**EXCERPTED PASSAGE**
8. Intellectual property
Analogically to the security problem, the worry of companies with global development departments or companies installing developed systems on other continents is ruthlessly copying control software by ruthless rivals and quickly developing it as a competitive, cheaper product. This topic applies to all system platforms, however PLC manufacturers have already taken serious steps to solve this problem. In the case of Mitsubishi products, the encrypted code embedded in the hardware and software can be programmed to be executed at the selected moment of time. This may mean that the system is open to programmers and installation specialists throughout the application’s start-up period, and then switches to a mode that protects the system from further interaction.
Regardless of the used platform, every automation system needs routine maintenance, e.g. to have control over hardware and software updates, to replace faulty elements. An important advantage of PLC controllers is the ease of performing these activities in systems using PLC. Programs and configuration settings of any connected device can be sent to SD card in the PLC CPU slot, which greatly simplifies maintenance. Indeed, even if the PLC CPU itself is damaged, the new processor can be quickly inserted into the base board, and the original program loaded directly from the bootable version on the SD card, so that the system will start working immediately.

**GIVEN ENTRIES**
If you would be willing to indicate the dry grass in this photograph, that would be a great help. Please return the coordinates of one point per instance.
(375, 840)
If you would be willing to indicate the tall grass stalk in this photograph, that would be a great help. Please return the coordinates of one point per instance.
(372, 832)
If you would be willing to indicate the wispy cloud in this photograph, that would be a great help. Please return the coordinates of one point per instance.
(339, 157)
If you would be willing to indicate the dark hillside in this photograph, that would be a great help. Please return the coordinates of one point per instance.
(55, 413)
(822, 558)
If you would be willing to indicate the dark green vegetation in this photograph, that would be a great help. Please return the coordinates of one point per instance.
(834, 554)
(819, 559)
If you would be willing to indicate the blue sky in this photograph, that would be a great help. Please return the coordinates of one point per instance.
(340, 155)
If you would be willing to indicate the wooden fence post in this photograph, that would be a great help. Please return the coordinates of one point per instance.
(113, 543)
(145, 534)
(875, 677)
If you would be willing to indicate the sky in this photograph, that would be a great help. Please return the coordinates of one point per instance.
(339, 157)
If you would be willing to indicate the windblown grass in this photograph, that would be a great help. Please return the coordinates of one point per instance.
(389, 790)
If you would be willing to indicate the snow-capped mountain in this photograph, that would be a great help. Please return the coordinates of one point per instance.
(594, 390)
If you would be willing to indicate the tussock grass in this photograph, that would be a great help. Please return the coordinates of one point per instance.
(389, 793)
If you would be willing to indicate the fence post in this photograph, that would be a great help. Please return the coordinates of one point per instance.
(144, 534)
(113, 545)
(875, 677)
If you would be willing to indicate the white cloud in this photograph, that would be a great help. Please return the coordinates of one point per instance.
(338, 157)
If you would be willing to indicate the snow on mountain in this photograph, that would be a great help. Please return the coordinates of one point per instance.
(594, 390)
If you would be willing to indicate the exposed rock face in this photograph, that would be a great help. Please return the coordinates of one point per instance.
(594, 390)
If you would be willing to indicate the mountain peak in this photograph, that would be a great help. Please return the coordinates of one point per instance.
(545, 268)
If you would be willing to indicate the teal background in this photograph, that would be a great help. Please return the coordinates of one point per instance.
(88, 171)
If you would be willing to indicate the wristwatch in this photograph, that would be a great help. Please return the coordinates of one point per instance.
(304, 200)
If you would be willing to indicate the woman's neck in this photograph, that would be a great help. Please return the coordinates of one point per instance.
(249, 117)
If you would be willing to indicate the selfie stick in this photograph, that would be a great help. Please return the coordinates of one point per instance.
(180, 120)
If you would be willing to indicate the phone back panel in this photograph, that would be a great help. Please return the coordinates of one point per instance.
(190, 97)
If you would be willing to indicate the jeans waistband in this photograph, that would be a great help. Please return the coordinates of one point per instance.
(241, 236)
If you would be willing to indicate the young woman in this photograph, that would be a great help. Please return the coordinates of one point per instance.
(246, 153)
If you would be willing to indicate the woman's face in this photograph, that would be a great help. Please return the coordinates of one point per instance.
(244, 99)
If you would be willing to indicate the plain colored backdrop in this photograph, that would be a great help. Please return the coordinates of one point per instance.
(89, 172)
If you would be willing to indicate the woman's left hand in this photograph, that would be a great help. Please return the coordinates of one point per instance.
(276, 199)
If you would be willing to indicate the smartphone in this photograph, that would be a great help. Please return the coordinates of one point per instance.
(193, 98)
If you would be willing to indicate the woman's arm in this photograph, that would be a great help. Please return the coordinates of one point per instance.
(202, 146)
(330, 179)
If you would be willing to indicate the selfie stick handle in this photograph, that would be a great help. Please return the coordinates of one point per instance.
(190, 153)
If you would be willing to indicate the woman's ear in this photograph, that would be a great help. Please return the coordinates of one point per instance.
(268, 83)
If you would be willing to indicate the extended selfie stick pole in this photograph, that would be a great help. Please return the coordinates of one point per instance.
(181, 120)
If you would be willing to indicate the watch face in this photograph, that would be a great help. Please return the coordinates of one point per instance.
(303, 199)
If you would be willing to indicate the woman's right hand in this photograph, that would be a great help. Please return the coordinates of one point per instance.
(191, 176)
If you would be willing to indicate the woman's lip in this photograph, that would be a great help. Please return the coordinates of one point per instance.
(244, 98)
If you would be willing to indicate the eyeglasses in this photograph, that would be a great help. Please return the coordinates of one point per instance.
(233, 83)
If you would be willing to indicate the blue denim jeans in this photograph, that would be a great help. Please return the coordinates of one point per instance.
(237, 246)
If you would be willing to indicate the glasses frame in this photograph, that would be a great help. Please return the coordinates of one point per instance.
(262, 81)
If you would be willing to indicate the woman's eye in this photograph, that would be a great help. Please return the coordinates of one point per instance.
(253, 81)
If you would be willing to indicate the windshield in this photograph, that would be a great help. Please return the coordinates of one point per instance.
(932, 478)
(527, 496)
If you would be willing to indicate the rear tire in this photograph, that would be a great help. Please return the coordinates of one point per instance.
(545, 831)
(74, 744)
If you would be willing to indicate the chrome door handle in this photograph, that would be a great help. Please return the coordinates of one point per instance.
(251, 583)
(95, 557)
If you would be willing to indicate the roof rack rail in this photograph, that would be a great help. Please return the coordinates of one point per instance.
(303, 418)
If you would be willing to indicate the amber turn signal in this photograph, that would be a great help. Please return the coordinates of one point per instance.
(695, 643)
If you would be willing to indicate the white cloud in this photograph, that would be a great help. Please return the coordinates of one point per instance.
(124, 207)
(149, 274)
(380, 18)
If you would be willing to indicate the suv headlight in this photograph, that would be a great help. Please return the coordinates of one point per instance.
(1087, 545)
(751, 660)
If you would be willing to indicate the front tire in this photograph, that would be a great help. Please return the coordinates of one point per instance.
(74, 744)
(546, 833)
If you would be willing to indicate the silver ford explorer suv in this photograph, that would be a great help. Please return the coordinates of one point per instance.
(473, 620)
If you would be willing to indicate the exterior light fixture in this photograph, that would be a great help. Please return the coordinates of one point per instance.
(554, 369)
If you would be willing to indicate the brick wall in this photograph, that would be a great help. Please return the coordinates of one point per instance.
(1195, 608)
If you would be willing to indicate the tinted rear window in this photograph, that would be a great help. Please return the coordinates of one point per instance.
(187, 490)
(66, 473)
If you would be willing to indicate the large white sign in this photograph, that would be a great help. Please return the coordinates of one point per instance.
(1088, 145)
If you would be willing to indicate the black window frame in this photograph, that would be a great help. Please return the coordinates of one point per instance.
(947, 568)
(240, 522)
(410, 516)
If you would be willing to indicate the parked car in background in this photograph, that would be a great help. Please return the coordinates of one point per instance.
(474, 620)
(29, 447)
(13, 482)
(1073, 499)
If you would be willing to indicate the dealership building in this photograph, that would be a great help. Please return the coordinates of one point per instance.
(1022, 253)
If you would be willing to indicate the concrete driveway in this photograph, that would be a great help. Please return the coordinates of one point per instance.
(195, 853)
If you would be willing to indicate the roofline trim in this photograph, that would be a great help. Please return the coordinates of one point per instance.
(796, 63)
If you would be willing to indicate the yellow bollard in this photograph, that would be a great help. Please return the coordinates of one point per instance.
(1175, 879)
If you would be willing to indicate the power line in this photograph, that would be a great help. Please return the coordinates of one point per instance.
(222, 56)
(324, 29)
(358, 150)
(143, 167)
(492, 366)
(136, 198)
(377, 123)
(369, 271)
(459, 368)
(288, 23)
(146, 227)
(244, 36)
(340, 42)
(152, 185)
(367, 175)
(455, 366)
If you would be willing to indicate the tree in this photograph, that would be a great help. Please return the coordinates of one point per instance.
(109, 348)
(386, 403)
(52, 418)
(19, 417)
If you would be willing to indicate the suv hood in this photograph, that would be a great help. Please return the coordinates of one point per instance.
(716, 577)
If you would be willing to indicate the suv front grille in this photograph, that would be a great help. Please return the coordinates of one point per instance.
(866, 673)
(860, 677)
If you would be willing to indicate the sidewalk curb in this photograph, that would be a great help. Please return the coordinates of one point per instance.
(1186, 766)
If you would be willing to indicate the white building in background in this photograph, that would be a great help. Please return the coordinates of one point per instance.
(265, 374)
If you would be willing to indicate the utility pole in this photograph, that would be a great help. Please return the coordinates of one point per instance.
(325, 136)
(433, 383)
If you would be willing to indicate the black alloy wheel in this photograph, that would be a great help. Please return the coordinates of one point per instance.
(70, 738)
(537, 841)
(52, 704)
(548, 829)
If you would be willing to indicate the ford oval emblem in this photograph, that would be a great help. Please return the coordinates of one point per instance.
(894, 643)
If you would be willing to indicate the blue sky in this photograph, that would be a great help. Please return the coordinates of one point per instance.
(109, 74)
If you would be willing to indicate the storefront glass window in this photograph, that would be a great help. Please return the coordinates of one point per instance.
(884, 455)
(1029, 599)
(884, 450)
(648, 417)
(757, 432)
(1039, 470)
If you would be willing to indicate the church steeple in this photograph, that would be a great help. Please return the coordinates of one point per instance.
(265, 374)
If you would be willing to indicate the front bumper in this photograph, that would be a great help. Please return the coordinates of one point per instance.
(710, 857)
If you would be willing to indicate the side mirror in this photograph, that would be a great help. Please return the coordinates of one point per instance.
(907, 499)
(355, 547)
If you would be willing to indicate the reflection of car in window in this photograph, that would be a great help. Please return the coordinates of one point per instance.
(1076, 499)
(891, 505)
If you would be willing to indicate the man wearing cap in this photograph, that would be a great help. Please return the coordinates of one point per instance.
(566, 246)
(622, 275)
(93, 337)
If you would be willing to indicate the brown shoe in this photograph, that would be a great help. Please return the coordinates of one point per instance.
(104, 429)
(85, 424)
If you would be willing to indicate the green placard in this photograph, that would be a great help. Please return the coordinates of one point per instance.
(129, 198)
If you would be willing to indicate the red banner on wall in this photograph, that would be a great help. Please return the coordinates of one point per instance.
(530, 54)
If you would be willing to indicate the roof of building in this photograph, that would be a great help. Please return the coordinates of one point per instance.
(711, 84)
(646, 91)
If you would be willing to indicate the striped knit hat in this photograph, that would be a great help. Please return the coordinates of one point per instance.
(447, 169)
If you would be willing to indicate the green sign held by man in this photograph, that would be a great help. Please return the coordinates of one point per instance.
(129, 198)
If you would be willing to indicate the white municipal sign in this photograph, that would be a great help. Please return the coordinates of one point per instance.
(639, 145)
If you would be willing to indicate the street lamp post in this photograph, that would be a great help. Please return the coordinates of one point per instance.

**WORK ORDER**
Reproduce the part of the intellectual property excerpt that opens with the words containing "Regardless of the" and closes with "start working immediately.". The items are drawn from a source separate from the intellectual property excerpt.

**RESULT OF THIS EXERCISE**
Regardless of the used platform, every automation system needs routine maintenance, e.g. to have control over hardware and software updates, to replace faulty elements. An important advantage of PLC controllers is the ease of performing these activities in systems using PLC. Programs and configuration settings of any connected device can be sent to SD card in the PLC CPU slot, which greatly simplifies maintenance. Indeed, even if the PLC CPU itself is damaged, the new processor can be quickly inserted into the base board, and the original program loaded directly from the bootable version on the SD card, so that the system will start working immediately.